Exercise brief
Print every line below. Match each one exactly.

Data for processing

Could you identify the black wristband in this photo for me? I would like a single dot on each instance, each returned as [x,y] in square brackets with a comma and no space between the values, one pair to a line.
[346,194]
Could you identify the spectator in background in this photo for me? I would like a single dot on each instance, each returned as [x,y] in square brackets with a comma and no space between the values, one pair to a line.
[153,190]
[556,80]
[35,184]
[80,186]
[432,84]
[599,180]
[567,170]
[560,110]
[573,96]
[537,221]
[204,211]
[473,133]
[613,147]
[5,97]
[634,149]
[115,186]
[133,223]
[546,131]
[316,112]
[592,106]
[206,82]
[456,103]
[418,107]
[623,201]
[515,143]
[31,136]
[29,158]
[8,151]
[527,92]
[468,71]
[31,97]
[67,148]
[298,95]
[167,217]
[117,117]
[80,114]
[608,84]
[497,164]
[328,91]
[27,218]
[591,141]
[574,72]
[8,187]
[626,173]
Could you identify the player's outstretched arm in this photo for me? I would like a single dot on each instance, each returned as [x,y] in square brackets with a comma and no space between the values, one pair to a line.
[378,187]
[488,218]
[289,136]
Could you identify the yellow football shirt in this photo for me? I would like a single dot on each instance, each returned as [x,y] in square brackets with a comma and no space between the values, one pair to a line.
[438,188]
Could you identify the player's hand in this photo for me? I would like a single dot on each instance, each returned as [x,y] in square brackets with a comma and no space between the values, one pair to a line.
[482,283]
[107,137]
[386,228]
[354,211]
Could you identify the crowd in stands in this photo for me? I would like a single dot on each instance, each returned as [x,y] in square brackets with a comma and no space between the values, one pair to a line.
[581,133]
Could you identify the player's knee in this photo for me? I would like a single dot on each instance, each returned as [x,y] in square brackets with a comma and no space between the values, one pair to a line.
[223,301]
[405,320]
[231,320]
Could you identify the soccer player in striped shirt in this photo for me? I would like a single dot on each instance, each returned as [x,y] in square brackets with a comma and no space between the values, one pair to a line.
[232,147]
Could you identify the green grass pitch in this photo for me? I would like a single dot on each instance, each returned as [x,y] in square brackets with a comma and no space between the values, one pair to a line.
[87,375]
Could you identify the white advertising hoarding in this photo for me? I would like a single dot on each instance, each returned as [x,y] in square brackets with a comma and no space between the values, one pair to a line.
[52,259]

Result below
Could you identify the black wristband in this photo for me? I would like a single dot on each instance, each returned as [x,y] in square brackets with a comma and no space between the values, one pair to a line.
[346,194]
Could you identify the spectator in background in this photo for me? I would like a single dot on each instance, each returned as [x,y] in square brackets with a comma and no space between the values, one pair to a line.
[153,190]
[556,80]
[35,184]
[80,186]
[432,84]
[599,180]
[567,170]
[560,110]
[573,96]
[537,221]
[204,211]
[473,133]
[613,147]
[5,97]
[634,149]
[115,186]
[133,223]
[546,131]
[316,112]
[592,106]
[206,82]
[456,103]
[418,107]
[623,201]
[515,143]
[31,136]
[29,158]
[8,151]
[527,92]
[468,71]
[31,97]
[67,148]
[298,95]
[167,217]
[117,117]
[80,114]
[608,84]
[497,164]
[328,91]
[27,218]
[591,141]
[574,72]
[8,187]
[626,173]
Could you identify the player's outstretched arm in this photo for me? I would like a single dot on each instance, each returned as [x,y] in square brackets with a comma and no space between the values, one pair to a line.
[378,187]
[488,218]
[289,136]
Could you identify the yellow football shirt in this photo for me? I would like a single dot on each instance, each returned as [x,y] in square brackets with a comma and no space between the values, one pair to a line.
[438,188]
Could you identify the player's hand in this photo for me? I would like a single dot on each instance, each returned as [x,y] in square brackets with a comma and no space between the values, one pair to a line.
[482,283]
[107,137]
[386,228]
[354,211]
Could you identify the crowd in stands in this photo for me? I would like a single dot on each instance, each returned as [x,y] in square brackets with a comma and no space between the values, one pair to a line.
[581,133]
Could you identify the player's knee in this photo for me? I would like a single dot on each instance, each returned as [x,y] in square brackets with a comma and no space between the values, one pair to a line.
[223,301]
[405,320]
[231,320]
Could you identify the soccer player in striped shirt in this photo for me? I would like a single dot on each instance, each returned as [x,y] in square brackets with a comma and no space between the values, one pair to a line.
[232,147]
Could you identify the green grass pitch in this photo for me? I would like a single dot on each instance, each returned as [x,y] in square brackets with a comma and no space between the values, one pair to a line.
[87,375]
Could you identify the white advertising hoarding in this photo for me? I would like a single dot on each instance, each returned as [x,y] in square brackets with a comma and no space between the values, one pair to a line.
[52,259]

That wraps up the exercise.